##### Extract provided #####
The Senate Judiciary B Committee held a hearing Tuesday to talk about issues with criminal justice reform and address issues with the state’s prison system, where 15 inmates have died since December 29.

“We didn’t get here overnight and it’s not going to be fixed in one session,” said Sen. Brice Wiggins (R-Pascagoula), the chairman of the Senate Judiciary B Committee. 

Wiggins cited a report from the Joint Legislative Committee on Performance Evaluation and Expenditure Review or PEER committee released last fall that detailed how revocations (those on parole being sent back to prison for violations of the conditions of their release) have increased the inmate population after the enactment of the reforms.

According to the same PEER report, an increase in offenders sentenced for drug possession also added to the inmate population.

In January 2014, before the passage of House Bill 585, the state’s inmate population was 22,008. Violent offenders made up 34.7 percent (7,632 inmates) of the prison population.
#####
__The problem__
From the passage on the Senate committee hearing about the prison system, extract the exact text starting with "Wiggins cited a report" and going on through "the inmate population.".
##### Recorded information #####
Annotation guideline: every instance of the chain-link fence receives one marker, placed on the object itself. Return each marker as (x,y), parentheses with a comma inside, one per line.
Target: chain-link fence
#####
__The completed task__
Wiggins cited a report from the Joint Legislative Committee on Performance Evaluation and Expenditure Review or PEER committee released last fall that detailed how revocations (those on parole being sent back to prison for violations of the conditions of their release) have increased the inmate population after the enactment of the reforms.

According to the same PEER report, an increase in offenders sentenced for drug possession also added to the inmate population.